• [Instruction]
Locate every line in the items below that contains the word "dark", and copy each such line.

(Rows drawn from a dataset)
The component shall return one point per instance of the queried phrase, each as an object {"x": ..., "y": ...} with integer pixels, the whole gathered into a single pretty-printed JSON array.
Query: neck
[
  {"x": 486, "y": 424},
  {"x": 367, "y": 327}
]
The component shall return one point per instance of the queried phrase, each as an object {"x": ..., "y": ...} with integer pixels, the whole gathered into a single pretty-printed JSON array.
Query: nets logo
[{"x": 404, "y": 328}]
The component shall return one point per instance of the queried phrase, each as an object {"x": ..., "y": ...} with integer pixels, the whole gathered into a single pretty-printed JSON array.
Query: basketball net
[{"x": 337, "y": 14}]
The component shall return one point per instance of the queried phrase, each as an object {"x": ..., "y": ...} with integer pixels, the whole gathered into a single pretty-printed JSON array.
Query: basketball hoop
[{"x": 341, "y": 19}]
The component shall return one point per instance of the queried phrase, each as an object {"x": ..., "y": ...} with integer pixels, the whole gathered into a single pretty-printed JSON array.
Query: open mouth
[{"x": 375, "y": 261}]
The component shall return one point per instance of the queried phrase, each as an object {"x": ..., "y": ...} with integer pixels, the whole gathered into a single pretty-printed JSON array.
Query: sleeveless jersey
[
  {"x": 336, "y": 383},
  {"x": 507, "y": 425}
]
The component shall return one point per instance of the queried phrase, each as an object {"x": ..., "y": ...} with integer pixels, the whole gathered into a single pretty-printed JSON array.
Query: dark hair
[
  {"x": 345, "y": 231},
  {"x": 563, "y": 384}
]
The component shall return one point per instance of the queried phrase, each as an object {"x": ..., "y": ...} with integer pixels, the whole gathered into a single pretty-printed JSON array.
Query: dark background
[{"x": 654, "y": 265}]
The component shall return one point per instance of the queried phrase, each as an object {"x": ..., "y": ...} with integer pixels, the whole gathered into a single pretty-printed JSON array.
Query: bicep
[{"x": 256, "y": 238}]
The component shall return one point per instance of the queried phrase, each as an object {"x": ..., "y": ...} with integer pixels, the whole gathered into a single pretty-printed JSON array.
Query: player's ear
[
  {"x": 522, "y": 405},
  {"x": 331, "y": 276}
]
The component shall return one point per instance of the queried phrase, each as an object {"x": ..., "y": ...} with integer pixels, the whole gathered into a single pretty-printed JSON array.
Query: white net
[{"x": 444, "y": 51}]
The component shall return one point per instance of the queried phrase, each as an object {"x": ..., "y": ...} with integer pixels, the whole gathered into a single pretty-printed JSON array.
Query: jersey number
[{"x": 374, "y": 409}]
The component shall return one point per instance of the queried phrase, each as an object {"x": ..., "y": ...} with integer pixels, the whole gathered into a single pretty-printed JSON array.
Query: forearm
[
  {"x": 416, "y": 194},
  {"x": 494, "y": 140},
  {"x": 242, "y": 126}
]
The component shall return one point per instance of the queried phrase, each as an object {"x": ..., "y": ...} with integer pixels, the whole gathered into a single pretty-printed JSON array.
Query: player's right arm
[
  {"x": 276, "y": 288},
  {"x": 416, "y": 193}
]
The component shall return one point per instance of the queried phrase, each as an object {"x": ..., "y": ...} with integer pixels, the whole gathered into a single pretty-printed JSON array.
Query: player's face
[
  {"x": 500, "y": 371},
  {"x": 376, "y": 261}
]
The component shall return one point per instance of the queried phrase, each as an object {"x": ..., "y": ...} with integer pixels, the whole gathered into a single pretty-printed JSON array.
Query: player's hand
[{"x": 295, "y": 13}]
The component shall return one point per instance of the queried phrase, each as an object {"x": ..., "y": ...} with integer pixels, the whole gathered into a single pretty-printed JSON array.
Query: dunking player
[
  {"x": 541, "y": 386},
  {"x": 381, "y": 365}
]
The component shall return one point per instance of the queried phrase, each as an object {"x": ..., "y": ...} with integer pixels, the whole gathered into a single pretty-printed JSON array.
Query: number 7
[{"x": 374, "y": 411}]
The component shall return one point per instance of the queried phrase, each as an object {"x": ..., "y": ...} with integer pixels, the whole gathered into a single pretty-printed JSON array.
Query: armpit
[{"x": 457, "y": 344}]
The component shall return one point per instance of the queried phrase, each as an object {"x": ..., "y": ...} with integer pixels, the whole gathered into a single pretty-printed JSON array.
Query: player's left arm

• [Answer to the problem]
Query: dark hair
Query: dark background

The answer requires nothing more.